Render every line of the material below as a two-column Markdown table headed No. and Line, with a row number beside each line and blank lines left out.

^^^^^^^^^^^^^^^^

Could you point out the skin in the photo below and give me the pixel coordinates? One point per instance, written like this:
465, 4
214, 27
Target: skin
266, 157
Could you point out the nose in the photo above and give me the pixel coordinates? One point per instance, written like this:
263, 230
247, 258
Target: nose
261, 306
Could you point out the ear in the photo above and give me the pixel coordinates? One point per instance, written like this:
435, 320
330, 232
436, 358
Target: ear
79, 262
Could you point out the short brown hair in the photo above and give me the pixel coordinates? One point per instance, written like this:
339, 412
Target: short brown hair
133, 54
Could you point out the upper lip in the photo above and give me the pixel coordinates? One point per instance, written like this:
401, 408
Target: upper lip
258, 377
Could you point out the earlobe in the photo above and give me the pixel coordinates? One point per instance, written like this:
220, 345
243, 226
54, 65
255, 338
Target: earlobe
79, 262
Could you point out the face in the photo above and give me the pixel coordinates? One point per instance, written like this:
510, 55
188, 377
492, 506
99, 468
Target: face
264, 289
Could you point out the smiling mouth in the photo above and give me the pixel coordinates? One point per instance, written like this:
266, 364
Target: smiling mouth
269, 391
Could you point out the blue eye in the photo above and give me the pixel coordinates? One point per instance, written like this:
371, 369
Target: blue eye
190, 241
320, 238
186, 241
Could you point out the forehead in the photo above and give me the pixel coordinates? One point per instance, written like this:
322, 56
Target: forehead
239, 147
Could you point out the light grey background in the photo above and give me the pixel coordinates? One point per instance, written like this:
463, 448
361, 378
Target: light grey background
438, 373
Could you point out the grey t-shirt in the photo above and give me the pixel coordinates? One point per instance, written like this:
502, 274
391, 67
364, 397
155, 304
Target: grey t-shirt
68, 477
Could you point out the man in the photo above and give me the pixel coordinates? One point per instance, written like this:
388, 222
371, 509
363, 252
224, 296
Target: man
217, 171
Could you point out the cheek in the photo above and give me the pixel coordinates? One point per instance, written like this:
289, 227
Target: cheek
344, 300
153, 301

^^^^^^^^^^^^^^^^

→ **Result of the exercise**:
| No. | Line |
|---|---|
| 1 | Could you point out the skin in the photo below and give me the pixel coordinates? One point per instance, written like this: |
| 2 | 465, 4 |
| 3 | 214, 27 |
| 4 | Target: skin |
| 5 | 266, 157 |
| 6 | Could you point out the nose in the photo above and give me the pixel coordinates? One point per instance, written like this: |
| 7 | 263, 230 |
| 8 | 247, 258 |
| 9 | Target: nose |
| 10 | 261, 306 |
| 11 | Could you point out the ear in the photo above and give me the pixel coordinates? One point per instance, written like this: |
| 12 | 435, 320 |
| 13 | 330, 232 |
| 14 | 436, 358 |
| 15 | Target: ear |
| 16 | 79, 262 |
| 17 | Could you point out the short brown hair in the photo above and give me the pixel coordinates? One point per instance, written like this: |
| 18 | 339, 412 |
| 19 | Target: short brown hair |
| 20 | 133, 54 |
| 21 | Could you point out the upper lip in the photo above and give me the pixel coordinates? One point per instance, written like this: |
| 22 | 401, 408 |
| 23 | Target: upper lip |
| 24 | 258, 377 |
| 25 | Could you point out the earlobe in the photo above and give me the pixel coordinates? One point per instance, written like this: |
| 26 | 220, 345 |
| 27 | 243, 226 |
| 28 | 54, 65 |
| 29 | 255, 338 |
| 30 | Target: earlobe |
| 31 | 79, 262 |
| 32 | Could you point out the face in the photo above and give me the pixel coordinates? One point per instance, written like this: |
| 33 | 510, 55 |
| 34 | 188, 377 |
| 35 | 492, 506 |
| 36 | 99, 468 |
| 37 | Target: face |
| 38 | 264, 289 |
| 39 | Could you point out the smiling mouth in the photo above and give me the pixel coordinates? One point per instance, written like this: |
| 40 | 266, 364 |
| 41 | Target: smiling mouth |
| 42 | 269, 391 |
| 43 | Could you point out the blue eye in the photo above and give me the pixel coordinates? One point per instance, written like this: |
| 44 | 371, 369 |
| 45 | Target: blue eye |
| 46 | 190, 241 |
| 47 | 320, 238 |
| 48 | 186, 241 |
| 49 | Could you point out the forehead in the photo above and give me the pixel coordinates? One point per instance, written like this: |
| 50 | 322, 56 |
| 51 | Target: forehead |
| 52 | 239, 147 |
| 53 | Could you point out the light grey background in the photo above and give me the pixel coordinates? One point per instance, written like this: |
| 54 | 463, 448 |
| 55 | 361, 378 |
| 56 | Target: light grey background |
| 57 | 438, 373 |
| 58 | Could you point out the grey t-shirt in the photo above and give me the pixel coordinates? One point per instance, written like this: |
| 59 | 502, 274 |
| 60 | 391, 67 |
| 61 | 364, 397 |
| 62 | 155, 304 |
| 63 | Target: grey t-shirt |
| 64 | 68, 477 |
| 65 | Could you point out the man in the photo above and give me the pixel coordinates? One point per instance, written like this: |
| 66 | 388, 222 |
| 67 | 371, 509 |
| 68 | 363, 252 |
| 69 | 224, 296 |
| 70 | Target: man |
| 71 | 217, 171 |
| 72 | Could you point out the cheek in the photo above and give me the pixel coordinates? One point per instance, written like this: |
| 73 | 289, 227 |
| 74 | Target: cheek |
| 75 | 344, 300 |
| 76 | 153, 301 |